# start of Material supplied

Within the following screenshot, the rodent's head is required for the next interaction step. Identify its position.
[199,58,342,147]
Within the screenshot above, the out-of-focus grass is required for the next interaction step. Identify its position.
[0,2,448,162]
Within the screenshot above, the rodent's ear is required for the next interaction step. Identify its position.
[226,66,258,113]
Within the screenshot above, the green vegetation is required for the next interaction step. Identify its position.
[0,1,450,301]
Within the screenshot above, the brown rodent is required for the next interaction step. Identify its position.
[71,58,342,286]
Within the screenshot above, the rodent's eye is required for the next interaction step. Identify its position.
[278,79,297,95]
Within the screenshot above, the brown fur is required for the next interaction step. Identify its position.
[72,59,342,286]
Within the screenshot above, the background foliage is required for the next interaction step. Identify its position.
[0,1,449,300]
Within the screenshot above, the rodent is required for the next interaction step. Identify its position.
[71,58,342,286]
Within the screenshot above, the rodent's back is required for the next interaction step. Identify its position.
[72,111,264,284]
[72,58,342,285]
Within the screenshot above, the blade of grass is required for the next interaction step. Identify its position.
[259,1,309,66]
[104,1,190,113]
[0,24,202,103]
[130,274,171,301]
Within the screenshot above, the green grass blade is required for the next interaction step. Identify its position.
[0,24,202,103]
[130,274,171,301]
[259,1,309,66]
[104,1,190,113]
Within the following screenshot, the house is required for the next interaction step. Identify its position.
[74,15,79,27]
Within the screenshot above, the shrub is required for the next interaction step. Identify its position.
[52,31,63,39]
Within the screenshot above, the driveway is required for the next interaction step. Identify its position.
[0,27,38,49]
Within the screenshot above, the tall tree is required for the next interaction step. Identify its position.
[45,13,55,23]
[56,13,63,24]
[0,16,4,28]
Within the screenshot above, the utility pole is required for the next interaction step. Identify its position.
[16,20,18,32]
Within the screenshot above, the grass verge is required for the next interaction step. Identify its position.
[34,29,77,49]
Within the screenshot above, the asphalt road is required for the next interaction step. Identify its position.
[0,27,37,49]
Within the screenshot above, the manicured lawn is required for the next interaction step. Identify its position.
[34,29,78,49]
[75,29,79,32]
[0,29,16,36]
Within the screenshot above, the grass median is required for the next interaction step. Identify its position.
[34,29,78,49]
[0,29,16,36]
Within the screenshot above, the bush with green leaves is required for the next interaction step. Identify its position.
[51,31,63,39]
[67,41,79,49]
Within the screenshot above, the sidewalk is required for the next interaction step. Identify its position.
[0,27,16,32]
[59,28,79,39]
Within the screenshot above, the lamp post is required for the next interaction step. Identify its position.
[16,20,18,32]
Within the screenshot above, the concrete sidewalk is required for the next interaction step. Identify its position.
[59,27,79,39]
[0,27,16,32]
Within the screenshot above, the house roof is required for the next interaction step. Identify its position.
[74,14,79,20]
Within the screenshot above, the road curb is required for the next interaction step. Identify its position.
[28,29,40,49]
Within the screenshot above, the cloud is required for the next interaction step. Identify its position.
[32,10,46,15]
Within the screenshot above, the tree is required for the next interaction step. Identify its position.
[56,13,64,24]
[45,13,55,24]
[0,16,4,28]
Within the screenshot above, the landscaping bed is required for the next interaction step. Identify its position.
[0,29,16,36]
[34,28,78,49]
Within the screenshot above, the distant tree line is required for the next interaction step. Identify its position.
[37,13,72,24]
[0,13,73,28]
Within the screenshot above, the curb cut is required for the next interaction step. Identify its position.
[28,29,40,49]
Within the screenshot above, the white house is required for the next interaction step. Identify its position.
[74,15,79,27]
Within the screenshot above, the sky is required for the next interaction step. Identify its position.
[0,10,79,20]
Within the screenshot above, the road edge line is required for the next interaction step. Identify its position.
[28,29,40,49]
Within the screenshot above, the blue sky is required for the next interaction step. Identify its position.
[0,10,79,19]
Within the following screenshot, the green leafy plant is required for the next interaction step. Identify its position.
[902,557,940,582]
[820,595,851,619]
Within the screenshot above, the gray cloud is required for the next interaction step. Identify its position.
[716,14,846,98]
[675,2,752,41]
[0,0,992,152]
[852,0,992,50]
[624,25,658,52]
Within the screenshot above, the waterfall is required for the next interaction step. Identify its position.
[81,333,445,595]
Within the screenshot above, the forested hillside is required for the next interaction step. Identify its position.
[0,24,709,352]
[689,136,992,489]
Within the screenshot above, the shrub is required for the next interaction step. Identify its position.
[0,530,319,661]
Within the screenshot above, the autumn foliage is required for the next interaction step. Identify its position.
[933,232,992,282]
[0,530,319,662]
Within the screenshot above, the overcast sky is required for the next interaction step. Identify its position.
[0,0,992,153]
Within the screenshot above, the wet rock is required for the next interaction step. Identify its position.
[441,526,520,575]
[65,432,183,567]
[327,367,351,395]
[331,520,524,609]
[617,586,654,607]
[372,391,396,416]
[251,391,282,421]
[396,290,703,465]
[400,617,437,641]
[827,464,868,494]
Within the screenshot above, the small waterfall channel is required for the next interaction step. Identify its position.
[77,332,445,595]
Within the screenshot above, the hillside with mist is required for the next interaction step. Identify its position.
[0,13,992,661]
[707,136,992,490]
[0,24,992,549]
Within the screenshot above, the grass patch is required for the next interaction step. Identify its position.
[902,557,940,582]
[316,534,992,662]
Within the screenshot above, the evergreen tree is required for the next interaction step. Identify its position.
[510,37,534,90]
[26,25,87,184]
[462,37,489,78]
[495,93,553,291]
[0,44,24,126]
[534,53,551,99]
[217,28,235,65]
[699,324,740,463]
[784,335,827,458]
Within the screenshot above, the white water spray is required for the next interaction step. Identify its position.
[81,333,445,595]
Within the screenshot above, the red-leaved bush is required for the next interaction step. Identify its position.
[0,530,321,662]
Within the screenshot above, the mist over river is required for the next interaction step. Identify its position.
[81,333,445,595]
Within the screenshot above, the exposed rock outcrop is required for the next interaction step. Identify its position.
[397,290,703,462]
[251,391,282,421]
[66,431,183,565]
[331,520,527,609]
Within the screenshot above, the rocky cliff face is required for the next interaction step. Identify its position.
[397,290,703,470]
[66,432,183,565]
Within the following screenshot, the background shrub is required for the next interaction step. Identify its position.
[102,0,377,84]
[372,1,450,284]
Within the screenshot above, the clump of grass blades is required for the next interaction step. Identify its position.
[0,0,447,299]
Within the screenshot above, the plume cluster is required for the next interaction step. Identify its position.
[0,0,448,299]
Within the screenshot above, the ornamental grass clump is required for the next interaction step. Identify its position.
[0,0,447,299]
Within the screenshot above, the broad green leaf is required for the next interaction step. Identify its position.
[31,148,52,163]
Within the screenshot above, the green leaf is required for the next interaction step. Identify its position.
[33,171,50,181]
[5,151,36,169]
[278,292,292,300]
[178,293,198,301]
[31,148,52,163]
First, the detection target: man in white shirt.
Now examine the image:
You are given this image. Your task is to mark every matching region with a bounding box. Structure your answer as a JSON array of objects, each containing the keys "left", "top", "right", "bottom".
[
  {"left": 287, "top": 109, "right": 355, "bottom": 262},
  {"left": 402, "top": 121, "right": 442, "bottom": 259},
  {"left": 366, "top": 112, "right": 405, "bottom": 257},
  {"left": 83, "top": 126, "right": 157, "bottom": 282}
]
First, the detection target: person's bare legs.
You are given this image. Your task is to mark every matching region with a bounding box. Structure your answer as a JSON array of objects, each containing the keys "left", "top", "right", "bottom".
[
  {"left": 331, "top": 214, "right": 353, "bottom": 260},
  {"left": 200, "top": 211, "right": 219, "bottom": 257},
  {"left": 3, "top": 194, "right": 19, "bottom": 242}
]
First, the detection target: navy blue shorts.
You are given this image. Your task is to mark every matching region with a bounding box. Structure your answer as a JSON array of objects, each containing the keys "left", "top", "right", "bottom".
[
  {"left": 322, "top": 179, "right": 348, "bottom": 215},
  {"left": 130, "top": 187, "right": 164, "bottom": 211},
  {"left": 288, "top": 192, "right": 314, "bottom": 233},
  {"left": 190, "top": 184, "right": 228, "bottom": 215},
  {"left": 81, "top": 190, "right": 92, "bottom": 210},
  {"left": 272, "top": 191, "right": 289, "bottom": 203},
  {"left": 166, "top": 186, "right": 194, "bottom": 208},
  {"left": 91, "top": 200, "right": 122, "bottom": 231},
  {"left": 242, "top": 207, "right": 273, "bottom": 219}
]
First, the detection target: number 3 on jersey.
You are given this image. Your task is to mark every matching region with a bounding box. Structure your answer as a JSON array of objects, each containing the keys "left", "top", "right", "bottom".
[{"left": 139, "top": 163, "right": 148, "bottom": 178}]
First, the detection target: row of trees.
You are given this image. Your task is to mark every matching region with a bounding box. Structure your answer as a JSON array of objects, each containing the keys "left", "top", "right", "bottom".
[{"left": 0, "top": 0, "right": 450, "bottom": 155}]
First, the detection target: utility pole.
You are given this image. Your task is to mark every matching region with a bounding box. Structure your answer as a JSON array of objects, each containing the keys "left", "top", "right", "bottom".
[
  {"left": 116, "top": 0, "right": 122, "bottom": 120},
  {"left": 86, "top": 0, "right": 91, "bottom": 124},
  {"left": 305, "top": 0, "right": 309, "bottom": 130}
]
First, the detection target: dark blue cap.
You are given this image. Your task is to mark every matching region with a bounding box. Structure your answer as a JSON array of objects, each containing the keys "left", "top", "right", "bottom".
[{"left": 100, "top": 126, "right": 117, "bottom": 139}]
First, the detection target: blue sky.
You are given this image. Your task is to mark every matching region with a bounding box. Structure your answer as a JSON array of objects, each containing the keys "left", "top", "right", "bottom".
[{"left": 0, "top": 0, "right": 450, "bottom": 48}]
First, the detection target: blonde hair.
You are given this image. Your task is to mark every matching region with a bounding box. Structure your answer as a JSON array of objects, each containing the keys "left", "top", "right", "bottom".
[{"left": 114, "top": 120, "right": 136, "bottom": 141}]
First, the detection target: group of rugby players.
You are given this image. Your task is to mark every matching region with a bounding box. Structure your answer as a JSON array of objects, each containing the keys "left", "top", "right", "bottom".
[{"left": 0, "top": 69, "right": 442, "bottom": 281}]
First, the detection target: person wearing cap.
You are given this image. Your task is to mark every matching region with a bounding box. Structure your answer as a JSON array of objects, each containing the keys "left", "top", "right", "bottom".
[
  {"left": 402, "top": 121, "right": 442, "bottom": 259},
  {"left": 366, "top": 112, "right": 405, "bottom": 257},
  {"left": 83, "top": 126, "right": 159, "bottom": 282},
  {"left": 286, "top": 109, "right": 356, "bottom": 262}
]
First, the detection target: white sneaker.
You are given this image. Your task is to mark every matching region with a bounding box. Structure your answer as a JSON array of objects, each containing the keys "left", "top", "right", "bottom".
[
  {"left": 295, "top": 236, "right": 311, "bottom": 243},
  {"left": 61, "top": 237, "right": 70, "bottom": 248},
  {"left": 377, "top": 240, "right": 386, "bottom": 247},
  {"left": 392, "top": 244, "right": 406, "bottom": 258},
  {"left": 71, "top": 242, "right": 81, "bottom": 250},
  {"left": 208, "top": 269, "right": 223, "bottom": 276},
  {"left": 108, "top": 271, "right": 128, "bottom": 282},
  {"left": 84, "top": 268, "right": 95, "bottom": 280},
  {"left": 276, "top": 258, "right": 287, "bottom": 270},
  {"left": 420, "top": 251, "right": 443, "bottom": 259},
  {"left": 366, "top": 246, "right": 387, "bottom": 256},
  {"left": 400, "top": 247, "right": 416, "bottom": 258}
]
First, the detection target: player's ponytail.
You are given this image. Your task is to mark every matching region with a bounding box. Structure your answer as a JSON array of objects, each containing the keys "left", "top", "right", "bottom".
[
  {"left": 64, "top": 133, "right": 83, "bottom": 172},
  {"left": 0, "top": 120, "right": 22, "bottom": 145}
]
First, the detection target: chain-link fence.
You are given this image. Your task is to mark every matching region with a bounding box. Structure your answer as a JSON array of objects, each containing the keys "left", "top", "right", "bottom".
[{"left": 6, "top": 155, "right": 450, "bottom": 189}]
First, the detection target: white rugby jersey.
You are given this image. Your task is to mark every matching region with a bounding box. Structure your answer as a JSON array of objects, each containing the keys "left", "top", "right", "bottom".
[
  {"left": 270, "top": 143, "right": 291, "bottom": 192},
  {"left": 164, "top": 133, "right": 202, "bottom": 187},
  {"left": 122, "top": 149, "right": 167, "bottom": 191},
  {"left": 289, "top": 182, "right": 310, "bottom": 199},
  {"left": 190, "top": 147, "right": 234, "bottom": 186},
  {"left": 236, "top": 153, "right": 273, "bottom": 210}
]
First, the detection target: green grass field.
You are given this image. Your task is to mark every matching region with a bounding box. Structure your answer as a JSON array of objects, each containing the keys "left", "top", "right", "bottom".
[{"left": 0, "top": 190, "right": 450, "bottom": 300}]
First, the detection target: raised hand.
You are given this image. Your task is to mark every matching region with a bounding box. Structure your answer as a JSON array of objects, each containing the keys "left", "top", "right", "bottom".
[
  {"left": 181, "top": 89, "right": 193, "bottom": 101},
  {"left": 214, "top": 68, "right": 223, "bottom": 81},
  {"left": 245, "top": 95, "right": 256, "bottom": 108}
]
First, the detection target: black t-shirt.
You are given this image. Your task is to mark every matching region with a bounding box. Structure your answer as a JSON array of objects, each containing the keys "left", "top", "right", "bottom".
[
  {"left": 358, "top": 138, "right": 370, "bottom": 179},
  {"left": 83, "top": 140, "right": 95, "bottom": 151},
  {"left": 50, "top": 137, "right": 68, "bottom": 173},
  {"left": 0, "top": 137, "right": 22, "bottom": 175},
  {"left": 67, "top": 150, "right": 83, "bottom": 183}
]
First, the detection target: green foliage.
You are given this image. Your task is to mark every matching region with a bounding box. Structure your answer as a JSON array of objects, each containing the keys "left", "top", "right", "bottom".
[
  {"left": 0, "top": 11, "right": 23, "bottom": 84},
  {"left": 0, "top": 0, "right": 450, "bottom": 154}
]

# end of Material supplied

» Do this
Return, word for word, the lines from the start of the material through the line containing "[0,2,448,162]", with both ends included.

» Full response
Within the following screenshot, the rodent's head is required for the next interaction step. Identify its position.
[199,58,342,147]
Within the screenshot above, the out-of-focus grass is required for the next interaction step. Identify its position.
[0,2,448,162]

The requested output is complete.